→ Tasks to carry out:
A: Quote the DUI text word for word from "It's important to" to "for your rights.".
B: Continue the DUI text from its last sentence.
— begin Text block —
A DUI charge is not a traffic ticket—it is a crime. A DUI is classified as a gross misdemeanor (crime) and is heard in District Court. A gross misdemeanor conviction means the judge has the authority to impose a maximum punishment of 1 year in jail and a $5,000 fine. A conviction can happen three ways: a) A jury issues a guilty verdict after a jury trial; b) a judge enters a finding of guilty after a bench trial; or c) you plead guilty.
If you are convicted, the judge must impose a mandatory minimum sentence of 1 day in jail for a first-time offense. If you provided a breath sample that registered over a 0.15 blood alcohol content (BAC) level or if you refused the test, then the mandatory minimum is 2 days in jail. A second conviction within 7 years carries a 30-day or 45-day mandatory minimum, depending on the breath sample level or refusal.
It doesn't end there: You'll also face consequences by the Department of Licensing (DOL). For example, immediately after you are arrested for a DUI offense, the officer will punch a hole in your license. Losing the right to drive varies from state to state; however, if you refuse to submit to a breath or blood test, your license will likely be suspended for a period of 1 year for a first refusal, or for 24 months if you have previously refused to submit to a breath test. If you have an unlawful BAC level, your driving privilege will likely be suspended for 3 months for a first offense and 24 months for a second incident.
A hearing at the DOL is necessary in order to determine if the DOL will uphold the automatic suspension. You must request the hearing within 30 days of the date you were arrested. Otherwise, you automatically waive your right to a hearing. In addition, the DOL hearing is not like a traffic ticket hearing.
It's important to know that in a DOL hearing you must present necessary proof to overcome your presumed guilt. During the DOL hearing, having an experienced DUI law attorney is invaluable for ensuring knowledgeable and vigorous litigation for your rights.
DUI law in Washington State is generally broken down into three different charges:
Driving Under the Influence: You are considered guilty of this charge if you are driving under the influence of alcohol or drugs and have a BAC level of 0.08 or higher within 2 hours of driving, are affected by either alcohol or drugs, or are affected by both alcohol and drugs.
— end Text block —
— begin Excerpted records —
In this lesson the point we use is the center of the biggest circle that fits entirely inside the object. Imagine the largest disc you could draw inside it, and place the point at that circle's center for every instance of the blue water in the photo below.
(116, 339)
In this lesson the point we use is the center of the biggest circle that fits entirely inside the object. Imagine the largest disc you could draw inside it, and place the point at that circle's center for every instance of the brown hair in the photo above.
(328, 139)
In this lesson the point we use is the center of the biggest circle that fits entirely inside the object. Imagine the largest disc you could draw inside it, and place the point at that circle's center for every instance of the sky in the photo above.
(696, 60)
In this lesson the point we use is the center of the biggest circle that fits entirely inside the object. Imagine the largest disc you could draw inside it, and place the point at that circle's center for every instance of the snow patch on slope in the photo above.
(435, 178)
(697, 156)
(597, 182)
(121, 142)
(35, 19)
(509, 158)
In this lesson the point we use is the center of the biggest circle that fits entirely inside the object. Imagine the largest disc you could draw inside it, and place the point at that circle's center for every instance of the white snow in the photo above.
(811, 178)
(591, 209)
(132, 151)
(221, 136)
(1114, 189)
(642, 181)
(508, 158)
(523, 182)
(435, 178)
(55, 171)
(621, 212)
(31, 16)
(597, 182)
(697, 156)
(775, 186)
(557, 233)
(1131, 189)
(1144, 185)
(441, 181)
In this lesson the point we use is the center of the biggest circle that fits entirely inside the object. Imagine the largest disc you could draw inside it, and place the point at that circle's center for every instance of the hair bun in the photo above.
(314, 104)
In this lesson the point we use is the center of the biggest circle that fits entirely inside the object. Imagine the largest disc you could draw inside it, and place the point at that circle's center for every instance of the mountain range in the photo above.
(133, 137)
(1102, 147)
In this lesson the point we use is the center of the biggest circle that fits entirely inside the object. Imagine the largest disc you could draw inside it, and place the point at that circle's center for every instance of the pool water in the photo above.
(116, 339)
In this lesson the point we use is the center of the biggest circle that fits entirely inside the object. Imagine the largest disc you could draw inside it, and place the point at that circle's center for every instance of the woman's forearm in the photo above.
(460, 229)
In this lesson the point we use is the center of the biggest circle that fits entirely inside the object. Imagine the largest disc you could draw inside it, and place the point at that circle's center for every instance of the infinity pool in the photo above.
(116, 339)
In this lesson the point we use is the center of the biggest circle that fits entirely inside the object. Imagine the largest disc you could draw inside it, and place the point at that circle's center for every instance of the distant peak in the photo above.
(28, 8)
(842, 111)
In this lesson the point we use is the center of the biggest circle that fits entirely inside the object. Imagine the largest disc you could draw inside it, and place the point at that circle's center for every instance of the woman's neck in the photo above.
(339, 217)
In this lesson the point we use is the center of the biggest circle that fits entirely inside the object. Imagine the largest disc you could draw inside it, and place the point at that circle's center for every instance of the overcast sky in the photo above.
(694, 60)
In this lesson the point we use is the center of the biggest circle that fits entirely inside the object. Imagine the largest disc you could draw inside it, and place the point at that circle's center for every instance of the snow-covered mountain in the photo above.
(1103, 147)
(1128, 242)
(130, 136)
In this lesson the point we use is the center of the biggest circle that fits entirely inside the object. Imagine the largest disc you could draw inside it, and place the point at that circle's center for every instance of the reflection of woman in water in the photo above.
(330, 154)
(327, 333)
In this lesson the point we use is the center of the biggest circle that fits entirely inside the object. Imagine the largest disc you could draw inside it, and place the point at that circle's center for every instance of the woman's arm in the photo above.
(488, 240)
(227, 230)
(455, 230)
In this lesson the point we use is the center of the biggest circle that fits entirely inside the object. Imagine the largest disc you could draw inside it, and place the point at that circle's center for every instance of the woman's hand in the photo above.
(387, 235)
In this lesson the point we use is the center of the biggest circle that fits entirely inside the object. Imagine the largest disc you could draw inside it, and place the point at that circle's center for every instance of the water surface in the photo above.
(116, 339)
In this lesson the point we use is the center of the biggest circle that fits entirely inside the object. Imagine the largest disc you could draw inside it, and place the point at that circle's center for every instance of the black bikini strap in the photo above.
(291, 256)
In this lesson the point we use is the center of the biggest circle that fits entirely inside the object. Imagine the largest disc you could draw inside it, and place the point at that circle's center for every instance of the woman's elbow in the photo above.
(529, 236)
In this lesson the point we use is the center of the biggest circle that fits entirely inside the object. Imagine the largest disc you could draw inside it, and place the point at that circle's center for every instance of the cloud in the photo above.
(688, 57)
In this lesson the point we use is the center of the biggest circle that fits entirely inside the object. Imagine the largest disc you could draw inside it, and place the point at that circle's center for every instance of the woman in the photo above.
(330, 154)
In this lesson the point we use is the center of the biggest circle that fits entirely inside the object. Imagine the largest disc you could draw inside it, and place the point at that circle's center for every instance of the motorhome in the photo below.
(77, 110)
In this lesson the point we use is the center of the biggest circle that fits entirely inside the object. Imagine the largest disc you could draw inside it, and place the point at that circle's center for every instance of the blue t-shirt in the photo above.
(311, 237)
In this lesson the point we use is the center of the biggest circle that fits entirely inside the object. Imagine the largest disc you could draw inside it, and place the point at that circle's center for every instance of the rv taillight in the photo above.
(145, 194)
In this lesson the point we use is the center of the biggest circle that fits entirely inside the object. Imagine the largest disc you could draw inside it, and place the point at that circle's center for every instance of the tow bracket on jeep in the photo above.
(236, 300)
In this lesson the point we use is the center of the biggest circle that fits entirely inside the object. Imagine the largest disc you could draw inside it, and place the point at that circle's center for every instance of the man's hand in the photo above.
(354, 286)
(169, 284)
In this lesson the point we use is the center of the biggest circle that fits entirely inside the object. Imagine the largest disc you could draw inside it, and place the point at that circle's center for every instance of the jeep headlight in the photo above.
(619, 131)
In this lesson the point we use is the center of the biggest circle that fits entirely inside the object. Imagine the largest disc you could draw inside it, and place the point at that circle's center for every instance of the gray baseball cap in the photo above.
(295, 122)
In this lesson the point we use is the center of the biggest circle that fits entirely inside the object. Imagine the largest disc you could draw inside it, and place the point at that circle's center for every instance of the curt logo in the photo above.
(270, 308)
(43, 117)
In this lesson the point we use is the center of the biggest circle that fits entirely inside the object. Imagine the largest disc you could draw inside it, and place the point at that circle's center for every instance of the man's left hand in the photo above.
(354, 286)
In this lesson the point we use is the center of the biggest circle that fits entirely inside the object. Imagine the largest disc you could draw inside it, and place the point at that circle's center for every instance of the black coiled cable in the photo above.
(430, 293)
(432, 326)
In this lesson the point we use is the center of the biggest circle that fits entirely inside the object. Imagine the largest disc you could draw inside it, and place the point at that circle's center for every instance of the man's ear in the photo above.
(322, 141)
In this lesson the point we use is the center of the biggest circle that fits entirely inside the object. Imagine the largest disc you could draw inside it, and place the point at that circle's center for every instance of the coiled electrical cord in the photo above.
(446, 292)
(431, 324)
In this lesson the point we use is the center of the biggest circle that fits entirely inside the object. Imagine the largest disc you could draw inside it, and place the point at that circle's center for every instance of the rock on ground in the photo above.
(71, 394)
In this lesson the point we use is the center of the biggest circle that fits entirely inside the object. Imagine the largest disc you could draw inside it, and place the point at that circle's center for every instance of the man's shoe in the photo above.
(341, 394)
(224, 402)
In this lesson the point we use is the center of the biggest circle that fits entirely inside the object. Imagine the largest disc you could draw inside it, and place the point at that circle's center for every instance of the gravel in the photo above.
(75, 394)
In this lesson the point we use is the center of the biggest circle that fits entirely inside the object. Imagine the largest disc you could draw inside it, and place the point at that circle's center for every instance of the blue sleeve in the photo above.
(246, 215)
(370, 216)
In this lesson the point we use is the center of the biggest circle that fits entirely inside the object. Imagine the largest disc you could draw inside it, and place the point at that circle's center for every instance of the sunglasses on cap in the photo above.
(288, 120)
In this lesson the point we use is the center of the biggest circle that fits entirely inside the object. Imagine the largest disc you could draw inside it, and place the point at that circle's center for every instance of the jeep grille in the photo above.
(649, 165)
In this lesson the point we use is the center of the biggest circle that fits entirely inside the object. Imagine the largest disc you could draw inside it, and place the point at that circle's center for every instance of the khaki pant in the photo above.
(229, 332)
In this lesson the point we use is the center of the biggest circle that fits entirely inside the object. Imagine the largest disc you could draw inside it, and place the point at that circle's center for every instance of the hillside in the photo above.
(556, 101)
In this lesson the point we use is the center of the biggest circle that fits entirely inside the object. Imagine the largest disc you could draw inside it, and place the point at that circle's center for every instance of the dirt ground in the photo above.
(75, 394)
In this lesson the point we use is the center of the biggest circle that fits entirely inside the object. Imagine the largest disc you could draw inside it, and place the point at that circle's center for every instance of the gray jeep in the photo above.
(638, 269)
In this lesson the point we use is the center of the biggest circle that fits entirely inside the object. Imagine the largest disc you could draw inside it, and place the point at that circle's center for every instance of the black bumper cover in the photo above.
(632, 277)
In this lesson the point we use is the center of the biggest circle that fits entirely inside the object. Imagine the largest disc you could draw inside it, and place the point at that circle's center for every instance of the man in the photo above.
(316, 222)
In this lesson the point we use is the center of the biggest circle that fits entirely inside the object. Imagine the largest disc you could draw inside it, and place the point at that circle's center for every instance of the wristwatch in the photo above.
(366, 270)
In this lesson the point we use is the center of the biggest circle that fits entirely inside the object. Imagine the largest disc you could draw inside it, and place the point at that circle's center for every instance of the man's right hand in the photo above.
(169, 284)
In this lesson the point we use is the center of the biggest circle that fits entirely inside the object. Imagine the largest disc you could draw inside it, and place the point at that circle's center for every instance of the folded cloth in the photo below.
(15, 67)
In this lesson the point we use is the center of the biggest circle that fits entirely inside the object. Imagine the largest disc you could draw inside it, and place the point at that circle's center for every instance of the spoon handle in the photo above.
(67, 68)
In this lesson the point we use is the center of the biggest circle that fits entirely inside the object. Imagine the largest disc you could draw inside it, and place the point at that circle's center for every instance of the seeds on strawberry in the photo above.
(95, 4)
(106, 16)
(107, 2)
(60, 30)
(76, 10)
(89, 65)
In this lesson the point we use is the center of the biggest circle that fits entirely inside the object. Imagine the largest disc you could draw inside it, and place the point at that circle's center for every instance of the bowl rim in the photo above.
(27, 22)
— end Excerpted records —
→ Task-by-task results:
A:
It's important to know that in a DOL hearing you must present necessary proof to overcome your presumed guilt. During the DOL hearing, having an experienced DUI law attorney is invaluable for ensuring knowledgeable and vigorous litigation for your rights.

B:
Physical Control of Vehicle Under the Influence: You are considered guilty of this charge if you have physical control of the vehicle when you are pulled over-even if your car is stopped-and you have a BAC level of 0.08 or higher, are affected by either alcohol or drugs, or are affected by both alcohol and drugs.
Driver Under 21 Consuming Alcohol: You are considered guilty of this charge if you are under 21 years of age and have a BAC level of 0.02 or higher within 2 hours of operating or being in physical control of the vehicle.
Facing a DUI accusation is stressful and terrifying. Being arrested and accused of a DUI brings humiliation on the roadside, at the police station, and in the courtroom. Without a driver's license, you could lose your job. In addition, a DUI conviction can create a permanent criminal record that will follow you for the rest of your life. Unlike some crimes, DUI is a crime that can not be expunged from your criminal history.
Be wary of DUI attorneys promising guaranteed results. It is unethical for an attorney to guarantee any result. There is no way to accurately predict your chances of "beating" a DUI charge . Seek out an experienced attorney who will evaluate all the information and reports and then recommend a course of action.
If you walk into court and plead guilty without consulting an experienced DUI attorney, you may face tremendously harsh consequences. An accurate evaluation of your case's likely outcome involves not only the facts of the individual case and the applicable law, but also the interaction of the DUI attorney and that attorney's knowledge of the prosecutor's office and the judge assigned to the case. When accused of a DUI, you have a Constitutional right that ensures a vigorous defense for the best outcome.